Dataset entries:
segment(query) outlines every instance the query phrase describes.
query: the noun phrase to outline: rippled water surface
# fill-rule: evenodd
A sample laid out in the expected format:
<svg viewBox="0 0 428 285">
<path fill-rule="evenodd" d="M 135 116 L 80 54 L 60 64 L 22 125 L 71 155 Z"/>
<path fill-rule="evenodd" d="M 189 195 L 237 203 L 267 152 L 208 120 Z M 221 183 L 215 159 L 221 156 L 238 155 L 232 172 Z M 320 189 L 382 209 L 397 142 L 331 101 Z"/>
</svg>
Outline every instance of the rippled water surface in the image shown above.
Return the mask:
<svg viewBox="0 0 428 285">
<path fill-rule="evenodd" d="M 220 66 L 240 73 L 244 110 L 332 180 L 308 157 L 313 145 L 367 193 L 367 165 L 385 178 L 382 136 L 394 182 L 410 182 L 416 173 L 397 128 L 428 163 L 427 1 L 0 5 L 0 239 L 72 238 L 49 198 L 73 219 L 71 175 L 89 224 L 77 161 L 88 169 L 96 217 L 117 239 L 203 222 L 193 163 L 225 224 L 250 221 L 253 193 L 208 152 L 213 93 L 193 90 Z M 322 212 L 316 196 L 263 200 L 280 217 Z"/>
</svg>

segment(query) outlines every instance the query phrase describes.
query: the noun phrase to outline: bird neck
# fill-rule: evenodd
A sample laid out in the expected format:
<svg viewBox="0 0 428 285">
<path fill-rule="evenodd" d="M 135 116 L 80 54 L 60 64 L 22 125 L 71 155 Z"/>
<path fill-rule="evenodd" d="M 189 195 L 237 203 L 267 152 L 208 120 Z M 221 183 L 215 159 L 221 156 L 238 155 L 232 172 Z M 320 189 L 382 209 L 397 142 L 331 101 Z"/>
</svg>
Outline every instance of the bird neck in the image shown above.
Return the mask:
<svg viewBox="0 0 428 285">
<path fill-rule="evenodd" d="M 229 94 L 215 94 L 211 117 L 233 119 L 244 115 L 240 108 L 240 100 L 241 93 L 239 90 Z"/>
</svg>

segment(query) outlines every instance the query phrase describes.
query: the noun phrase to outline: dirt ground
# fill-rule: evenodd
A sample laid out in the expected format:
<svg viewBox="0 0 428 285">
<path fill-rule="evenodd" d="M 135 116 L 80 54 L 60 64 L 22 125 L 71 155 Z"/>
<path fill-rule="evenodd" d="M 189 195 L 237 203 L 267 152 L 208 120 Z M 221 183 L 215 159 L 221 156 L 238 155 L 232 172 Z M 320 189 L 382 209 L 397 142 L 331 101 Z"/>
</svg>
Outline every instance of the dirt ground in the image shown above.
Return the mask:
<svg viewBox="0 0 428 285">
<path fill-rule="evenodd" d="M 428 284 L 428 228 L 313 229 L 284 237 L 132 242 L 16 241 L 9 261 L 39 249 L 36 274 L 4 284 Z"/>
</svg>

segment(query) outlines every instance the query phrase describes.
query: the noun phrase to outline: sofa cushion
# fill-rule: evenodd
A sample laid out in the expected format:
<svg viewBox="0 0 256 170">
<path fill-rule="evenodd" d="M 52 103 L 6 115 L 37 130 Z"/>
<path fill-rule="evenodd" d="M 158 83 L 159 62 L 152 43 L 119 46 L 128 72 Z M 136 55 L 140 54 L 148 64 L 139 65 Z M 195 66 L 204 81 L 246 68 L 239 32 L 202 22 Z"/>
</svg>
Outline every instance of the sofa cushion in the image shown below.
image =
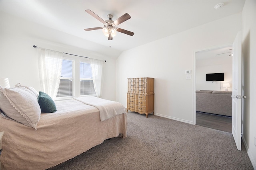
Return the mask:
<svg viewBox="0 0 256 170">
<path fill-rule="evenodd" d="M 228 91 L 213 91 L 212 93 L 216 94 L 232 94 L 232 92 Z"/>
<path fill-rule="evenodd" d="M 212 91 L 210 90 L 197 90 L 196 92 L 200 93 L 212 93 Z"/>
</svg>

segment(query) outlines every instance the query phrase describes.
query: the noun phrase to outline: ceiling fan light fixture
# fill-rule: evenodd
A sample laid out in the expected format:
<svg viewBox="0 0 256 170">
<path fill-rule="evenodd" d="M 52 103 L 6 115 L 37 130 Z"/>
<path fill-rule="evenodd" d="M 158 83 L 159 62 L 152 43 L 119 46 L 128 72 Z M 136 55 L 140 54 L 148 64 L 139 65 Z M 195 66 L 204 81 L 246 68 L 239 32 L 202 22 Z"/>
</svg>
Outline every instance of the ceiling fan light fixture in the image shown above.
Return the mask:
<svg viewBox="0 0 256 170">
<path fill-rule="evenodd" d="M 223 6 L 223 5 L 224 5 L 224 3 L 220 3 L 215 5 L 214 8 L 215 8 L 216 10 L 219 10 Z"/>
<path fill-rule="evenodd" d="M 103 28 L 102 32 L 103 34 L 107 37 L 108 37 L 108 28 Z"/>
<path fill-rule="evenodd" d="M 114 28 L 112 28 L 110 30 L 110 33 L 111 34 L 111 37 L 114 37 L 116 35 L 116 30 Z"/>
</svg>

*WHAT TO PRODUCE*
Using the data above, print every line exactly, omitting pictures.

*REPLY TO THE TASK*
segment(query) outlines every instance the query phrase describes.
query: the noun phrase to outline: rippled water surface
# fill-rule: evenodd
A sample laid out in the expected format:
<svg viewBox="0 0 428 285">
<path fill-rule="evenodd" d="M 135 116 L 80 54 L 60 64 L 22 125 L 71 155 Z"/>
<path fill-rule="evenodd" d="M 189 195 L 237 203 L 267 152 L 208 120 Z M 221 183 L 215 159 L 221 156 L 238 155 L 232 172 Z M 320 189 L 382 209 L 397 142 L 331 101 Z"/>
</svg>
Outline every instance of the rippled water surface in the image shown above.
Return the mask:
<svg viewBox="0 0 428 285">
<path fill-rule="evenodd" d="M 220 66 L 240 73 L 244 110 L 332 180 L 308 157 L 313 145 L 367 193 L 367 165 L 385 178 L 382 136 L 394 182 L 410 182 L 416 173 L 397 128 L 428 163 L 427 1 L 0 5 L 0 239 L 72 238 L 49 198 L 73 219 L 71 175 L 89 224 L 77 161 L 88 169 L 96 217 L 117 239 L 203 222 L 193 163 L 225 224 L 250 221 L 253 193 L 208 152 L 213 93 L 193 90 Z M 322 212 L 316 196 L 263 200 L 280 217 Z"/>
</svg>

segment(query) outlines every instance the query phrase describes.
query: the noun phrase to outline: bird neck
# fill-rule: evenodd
A sample laid out in the expected format:
<svg viewBox="0 0 428 285">
<path fill-rule="evenodd" d="M 135 116 L 80 54 L 60 64 L 22 125 L 71 155 Z"/>
<path fill-rule="evenodd" d="M 189 195 L 237 203 L 267 152 L 208 120 Z M 221 183 L 215 159 L 221 156 L 238 155 L 232 172 Z M 320 189 L 382 209 L 397 142 L 331 101 Z"/>
</svg>
Outline every instance of the bird neck in the image shown above.
Return the mask:
<svg viewBox="0 0 428 285">
<path fill-rule="evenodd" d="M 229 94 L 215 94 L 211 117 L 233 119 L 244 115 L 240 108 L 240 100 L 241 93 L 239 90 Z"/>
</svg>

segment(query) outlines every instance the query phrase describes.
query: the noun phrase to outline: dirt ground
# fill-rule: evenodd
A sample laid out in the expected format:
<svg viewBox="0 0 428 285">
<path fill-rule="evenodd" d="M 135 116 L 80 54 L 60 64 L 22 125 L 71 155 Z"/>
<path fill-rule="evenodd" d="M 189 195 L 237 203 L 267 152 L 208 120 Z M 221 183 L 215 159 L 221 156 L 238 155 L 232 172 Z M 320 189 L 382 209 L 397 142 L 331 101 Z"/>
</svg>
Outline every instance of the dirt ground in the image shown above.
Return the mask:
<svg viewBox="0 0 428 285">
<path fill-rule="evenodd" d="M 428 284 L 428 228 L 313 229 L 284 237 L 132 242 L 16 241 L 9 261 L 39 249 L 36 274 L 4 284 Z"/>
</svg>

segment(query) outlines every instance the query phrase describes.
query: the noun phrase to outline: sofa cushion
# fill-rule: evenodd
A sample laid out in the expected format:
<svg viewBox="0 0 256 170">
<path fill-rule="evenodd" d="M 52 103 L 6 115 L 37 130 Z"/>
<path fill-rule="evenodd" d="M 158 83 L 159 62 L 152 43 L 119 46 L 128 72 Z M 136 55 L 140 54 L 148 64 L 139 65 Z M 195 66 L 204 81 L 246 68 L 239 32 L 202 22 Z"/>
</svg>
Outline every instance of the sofa cushion in the image shown below.
image =
Return the mask:
<svg viewBox="0 0 256 170">
<path fill-rule="evenodd" d="M 228 91 L 213 91 L 212 93 L 216 94 L 232 94 L 232 92 Z"/>
<path fill-rule="evenodd" d="M 212 91 L 210 90 L 197 90 L 196 92 L 200 93 L 212 93 Z"/>
</svg>

segment(query) outlines every instance the query phrase describes.
query: the noun phrase to outline: ceiling fan light fixture
# fill-rule: evenodd
A sample laid out in the expected format:
<svg viewBox="0 0 256 170">
<path fill-rule="evenodd" d="M 52 103 L 6 115 L 37 130 Z"/>
<path fill-rule="evenodd" d="M 158 83 L 159 62 L 152 43 L 119 46 L 128 72 Z M 136 55 L 140 54 L 148 64 L 139 65 Z M 195 66 L 204 81 L 246 68 L 239 32 L 202 22 Z"/>
</svg>
Outline every instance of the ceiling fan light fixture in the image shown above.
Return the mask:
<svg viewBox="0 0 256 170">
<path fill-rule="evenodd" d="M 223 6 L 223 5 L 224 5 L 224 3 L 220 3 L 215 5 L 214 8 L 215 8 L 216 10 L 219 10 Z"/>
<path fill-rule="evenodd" d="M 103 28 L 102 32 L 103 34 L 107 37 L 108 37 L 108 28 Z"/>
<path fill-rule="evenodd" d="M 114 28 L 112 28 L 110 30 L 110 33 L 111 34 L 111 37 L 114 37 L 116 35 L 116 30 Z"/>
</svg>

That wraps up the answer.